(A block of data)
- - - -
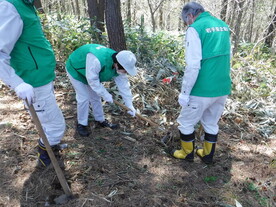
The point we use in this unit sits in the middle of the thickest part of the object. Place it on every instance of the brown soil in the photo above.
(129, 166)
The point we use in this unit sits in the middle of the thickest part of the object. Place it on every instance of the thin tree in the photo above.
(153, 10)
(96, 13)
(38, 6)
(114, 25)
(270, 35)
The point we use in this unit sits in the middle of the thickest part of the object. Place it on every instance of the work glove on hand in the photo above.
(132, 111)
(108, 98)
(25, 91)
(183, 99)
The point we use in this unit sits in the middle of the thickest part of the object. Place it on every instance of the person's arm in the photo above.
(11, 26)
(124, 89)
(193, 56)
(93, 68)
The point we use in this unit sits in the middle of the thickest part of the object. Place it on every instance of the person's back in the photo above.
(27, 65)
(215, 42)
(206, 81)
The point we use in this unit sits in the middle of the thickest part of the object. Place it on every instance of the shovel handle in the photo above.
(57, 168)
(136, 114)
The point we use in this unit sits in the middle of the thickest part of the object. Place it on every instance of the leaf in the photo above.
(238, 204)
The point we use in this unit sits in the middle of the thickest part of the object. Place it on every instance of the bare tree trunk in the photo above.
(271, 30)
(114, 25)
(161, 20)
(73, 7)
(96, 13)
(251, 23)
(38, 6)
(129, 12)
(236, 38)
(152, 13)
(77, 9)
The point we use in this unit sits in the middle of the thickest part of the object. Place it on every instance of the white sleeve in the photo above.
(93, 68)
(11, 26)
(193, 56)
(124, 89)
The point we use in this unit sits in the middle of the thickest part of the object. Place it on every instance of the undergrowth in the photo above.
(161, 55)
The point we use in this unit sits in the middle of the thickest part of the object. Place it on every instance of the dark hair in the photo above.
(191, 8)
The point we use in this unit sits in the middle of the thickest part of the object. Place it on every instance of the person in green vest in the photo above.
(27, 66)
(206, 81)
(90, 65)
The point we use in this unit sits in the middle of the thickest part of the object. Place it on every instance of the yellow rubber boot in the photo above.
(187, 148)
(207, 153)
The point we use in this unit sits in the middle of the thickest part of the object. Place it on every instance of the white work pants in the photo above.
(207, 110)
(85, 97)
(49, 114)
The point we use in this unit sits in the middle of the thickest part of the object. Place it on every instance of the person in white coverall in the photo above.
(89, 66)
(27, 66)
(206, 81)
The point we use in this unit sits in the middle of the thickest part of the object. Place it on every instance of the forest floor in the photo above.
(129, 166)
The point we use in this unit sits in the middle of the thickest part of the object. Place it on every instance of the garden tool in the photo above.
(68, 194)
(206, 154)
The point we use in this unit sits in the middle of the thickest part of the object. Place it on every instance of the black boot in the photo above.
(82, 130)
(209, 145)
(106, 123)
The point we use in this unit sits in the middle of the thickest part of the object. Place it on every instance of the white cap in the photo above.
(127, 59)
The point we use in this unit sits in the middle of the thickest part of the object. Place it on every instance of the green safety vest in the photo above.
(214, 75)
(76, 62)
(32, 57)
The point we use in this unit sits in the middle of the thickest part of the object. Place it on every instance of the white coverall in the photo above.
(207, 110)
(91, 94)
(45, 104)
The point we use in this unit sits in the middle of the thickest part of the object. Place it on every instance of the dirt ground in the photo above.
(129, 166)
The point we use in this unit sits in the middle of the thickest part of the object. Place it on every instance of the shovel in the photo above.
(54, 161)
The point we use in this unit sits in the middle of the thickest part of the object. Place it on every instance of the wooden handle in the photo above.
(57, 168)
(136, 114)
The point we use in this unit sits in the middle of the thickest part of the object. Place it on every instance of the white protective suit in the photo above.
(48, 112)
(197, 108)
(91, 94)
- - - -
#### [What is needed]
The data above should be repeated exactly, minus any pictures.

#### [Problem solution]
The point we use in this unit sits in the middle of the thickest part of the object. Place it on every instance of the brown soil in the photo above.
(129, 166)
The point we use in this unit sits in the middle of the thickest part of the object. Place it on every instance of the thin tree in the photo above.
(153, 10)
(96, 13)
(38, 6)
(114, 25)
(270, 35)
The point we use in this unit sits in the middle of the thickest part of the object. Place it on every instance of the work glove on hand in the photo above.
(132, 111)
(108, 98)
(25, 91)
(183, 99)
The point we use in this unit sits in the middle of the thickest part of the object. Place it on every instance of the person's arm in the photo above.
(11, 26)
(124, 89)
(193, 56)
(93, 68)
The point we use in this unit sits in the middle of the thickest part of the object. Place it on every instance of the person's back in the photo above.
(27, 65)
(215, 42)
(206, 81)
The point we use in this unit sits in the middle of the thickest part of the object. Place it on every instance of the shovel handle in the photo above.
(57, 168)
(136, 114)
The point we use in this unit sits in the middle of the thickest part of the object. Place it on every instance of the leaf in the photo above.
(238, 204)
The point we use in this unit sits in the middle of the thickest part of the object. Place it on every instance of the bare tree trunk in the photo above.
(271, 30)
(114, 25)
(161, 20)
(73, 7)
(96, 13)
(251, 23)
(38, 6)
(129, 12)
(236, 38)
(152, 13)
(77, 9)
The point we use in this unit sits in the middle of the thickest part of the object. Place it on every instance of the white sleeve in the photo above.
(93, 68)
(11, 26)
(193, 56)
(124, 89)
The point we use in this unit sits in the middle of the thickest part of the object. Place it on every instance of the undergrowth in the photo above.
(161, 55)
The point we use in this unit sits in the middle of the thickest part of the object. Place it on every instance of the dark hair in the photo above.
(191, 8)
The point we use in this unit sits in the middle of the thickest part of the object. Place it on every instance of the person in green vest in the photo above.
(27, 66)
(206, 81)
(90, 65)
The point we use in this unit sits in the middle of the thickest part of the object. Place it on every instance of the yellow rubber boot in the photo above.
(187, 148)
(207, 153)
The point we use in this unit sits in the middle of the thickest part of the object. Place it on every instance of the white work pants in the photo above.
(207, 110)
(85, 97)
(49, 114)
The point we use in this unit sits in the middle of the thickest part of the object. Place it on every instance of the person in white coverall in the photo above.
(89, 66)
(27, 66)
(206, 81)
The point we use in this unit sits in the middle of the thickest part of the object. Place it on every instance of the forest floor in the photo above.
(129, 166)
The point we use in this unit sits in the middle of the thickest part of the object. Place it on every instance of the garden tool in the photo above.
(68, 194)
(206, 154)
The point we use in this unit sits in the middle of the thickest part of the object. Place it on every instance of the black boot in the photo above.
(82, 130)
(209, 145)
(106, 123)
The point we use in this unit sits in the middle of the thickest part of the object. Place it on every instance of the white cap in the photo above.
(127, 59)
The point we use in this unit sits in the middle of the thickest part of the object. Place it on every instance of the green safety vest in the photo above.
(214, 75)
(76, 62)
(32, 57)
The point we use in this unit sits in the middle of the thickest part of the object. Place it on every instance of the white coverall in the photo above.
(207, 110)
(91, 94)
(45, 104)
The point we use in this unit sits in the middle of the thickest part of the object. Place it on every instance of the dirt ground in the photo above.
(129, 166)
The point we use in this unit sits in the middle of the thickest part of the object. Place it on every instance of the shovel in the photo above.
(54, 161)
The point we use in this unit sits in the middle of the thickest part of the object. Place it on every instance of the wooden handle in the photo above.
(57, 168)
(136, 114)
The point we use in this unit sits in the middle of the thickest part of the object. Place it on every instance of the white protective suit in the photo above.
(48, 112)
(197, 108)
(91, 94)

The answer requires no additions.